Data excerpts:
__________________________________________________
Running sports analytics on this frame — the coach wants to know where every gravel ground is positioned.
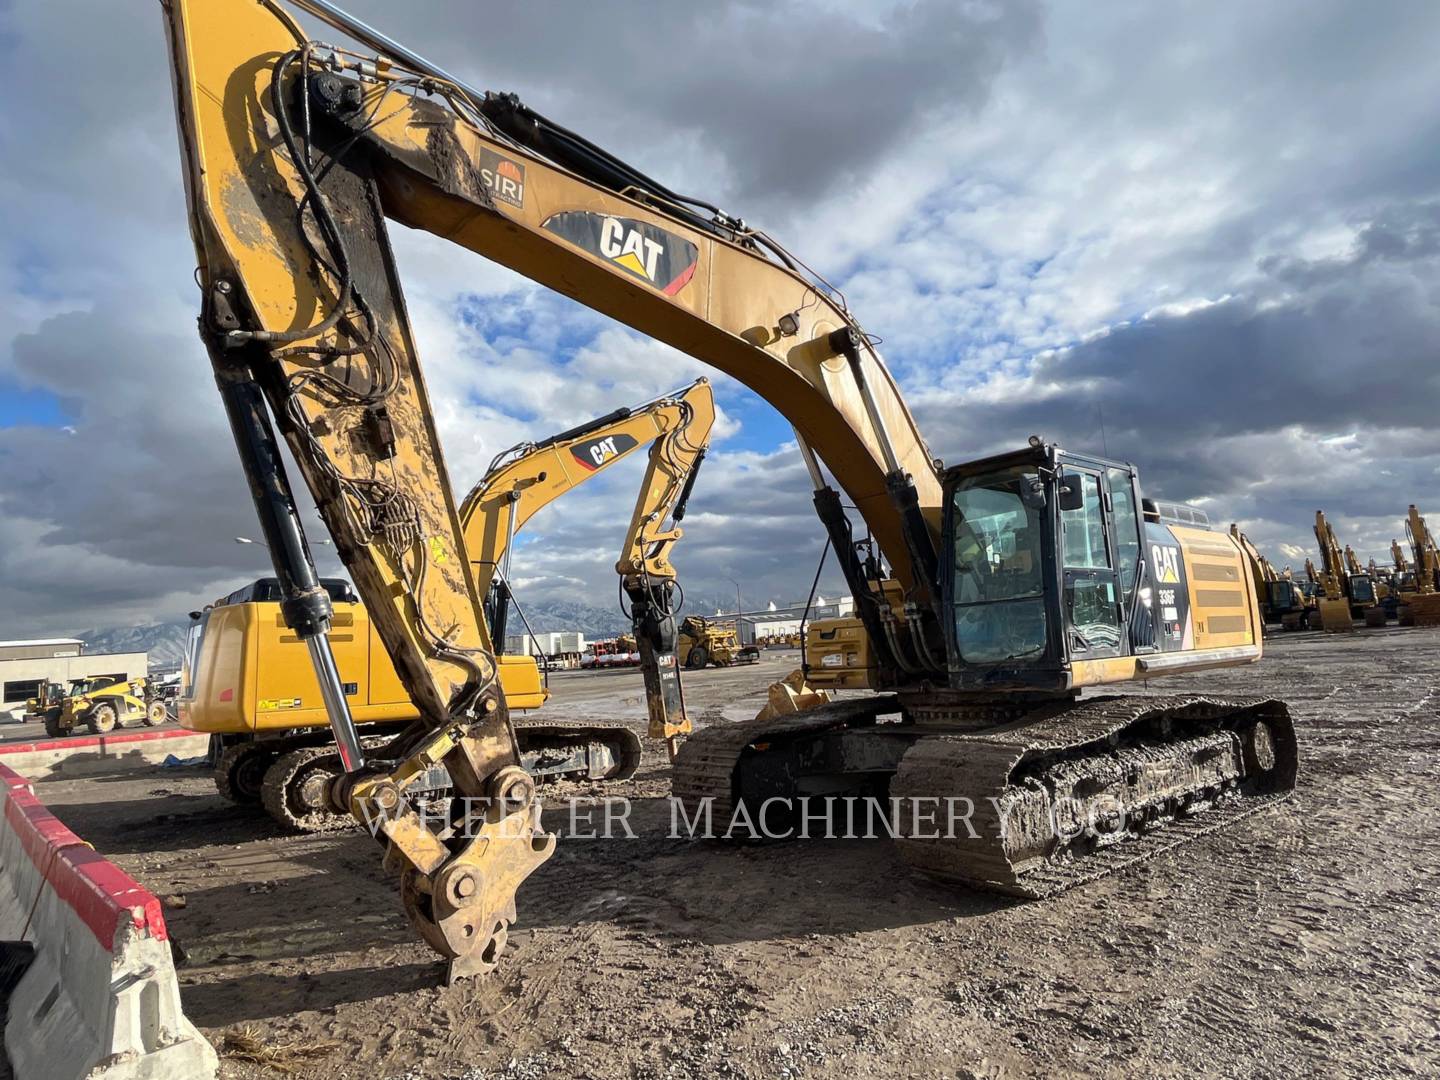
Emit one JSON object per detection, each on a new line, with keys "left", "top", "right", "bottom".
{"left": 27, "top": 633, "right": 1440, "bottom": 1079}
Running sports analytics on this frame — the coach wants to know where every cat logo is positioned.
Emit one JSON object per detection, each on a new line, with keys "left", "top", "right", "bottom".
{"left": 478, "top": 150, "right": 525, "bottom": 208}
{"left": 542, "top": 211, "right": 699, "bottom": 295}
{"left": 1151, "top": 543, "right": 1182, "bottom": 584}
{"left": 600, "top": 218, "right": 663, "bottom": 280}
{"left": 572, "top": 432, "right": 639, "bottom": 472}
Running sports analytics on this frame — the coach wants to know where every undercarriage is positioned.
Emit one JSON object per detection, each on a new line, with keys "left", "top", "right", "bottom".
{"left": 672, "top": 693, "right": 1297, "bottom": 895}
{"left": 215, "top": 723, "right": 643, "bottom": 833}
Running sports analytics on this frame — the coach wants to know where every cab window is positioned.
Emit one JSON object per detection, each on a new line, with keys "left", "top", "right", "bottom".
{"left": 950, "top": 467, "right": 1048, "bottom": 665}
{"left": 1061, "top": 470, "right": 1122, "bottom": 655}
{"left": 1107, "top": 468, "right": 1141, "bottom": 600}
{"left": 1061, "top": 473, "right": 1109, "bottom": 569}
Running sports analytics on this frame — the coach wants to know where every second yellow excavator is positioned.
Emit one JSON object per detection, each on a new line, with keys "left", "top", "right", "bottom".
{"left": 1404, "top": 504, "right": 1440, "bottom": 626}
{"left": 183, "top": 380, "right": 714, "bottom": 828}
{"left": 1229, "top": 525, "right": 1310, "bottom": 630}
{"left": 1313, "top": 511, "right": 1382, "bottom": 631}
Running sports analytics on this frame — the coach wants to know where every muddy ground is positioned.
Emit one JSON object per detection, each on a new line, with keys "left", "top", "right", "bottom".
{"left": 36, "top": 634, "right": 1440, "bottom": 1079}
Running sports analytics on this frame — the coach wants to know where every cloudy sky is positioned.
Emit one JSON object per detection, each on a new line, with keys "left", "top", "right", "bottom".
{"left": 3, "top": 0, "right": 1439, "bottom": 637}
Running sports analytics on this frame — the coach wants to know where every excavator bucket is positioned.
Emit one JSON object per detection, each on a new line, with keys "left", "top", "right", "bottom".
{"left": 754, "top": 669, "right": 832, "bottom": 723}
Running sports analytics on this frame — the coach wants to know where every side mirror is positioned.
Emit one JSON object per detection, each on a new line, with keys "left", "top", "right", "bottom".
{"left": 1058, "top": 474, "right": 1086, "bottom": 512}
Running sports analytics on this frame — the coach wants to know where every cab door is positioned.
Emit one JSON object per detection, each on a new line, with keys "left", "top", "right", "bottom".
{"left": 1058, "top": 467, "right": 1125, "bottom": 659}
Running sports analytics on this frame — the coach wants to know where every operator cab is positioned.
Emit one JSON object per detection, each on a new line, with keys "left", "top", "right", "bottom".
{"left": 1346, "top": 573, "right": 1377, "bottom": 606}
{"left": 940, "top": 441, "right": 1225, "bottom": 692}
{"left": 69, "top": 676, "right": 116, "bottom": 696}
{"left": 1266, "top": 579, "right": 1302, "bottom": 615}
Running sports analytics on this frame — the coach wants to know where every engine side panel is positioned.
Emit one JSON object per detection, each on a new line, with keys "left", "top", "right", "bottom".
{"left": 181, "top": 602, "right": 546, "bottom": 734}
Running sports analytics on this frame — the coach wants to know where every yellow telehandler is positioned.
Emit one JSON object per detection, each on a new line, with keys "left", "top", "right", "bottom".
{"left": 26, "top": 676, "right": 166, "bottom": 737}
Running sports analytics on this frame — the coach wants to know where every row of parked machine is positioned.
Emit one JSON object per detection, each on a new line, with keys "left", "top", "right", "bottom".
{"left": 1233, "top": 504, "right": 1440, "bottom": 632}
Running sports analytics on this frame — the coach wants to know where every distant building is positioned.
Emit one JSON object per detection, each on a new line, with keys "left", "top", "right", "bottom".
{"left": 0, "top": 639, "right": 148, "bottom": 722}
{"left": 504, "top": 631, "right": 587, "bottom": 667}
{"left": 713, "top": 597, "right": 855, "bottom": 645}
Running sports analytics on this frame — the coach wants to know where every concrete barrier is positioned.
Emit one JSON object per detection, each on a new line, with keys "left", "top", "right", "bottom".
__________________________________________________
--- Action item ---
Looking at the entries, count the lines where the word "yellow" appears, and state the count by itself.

--- Answer section ---
2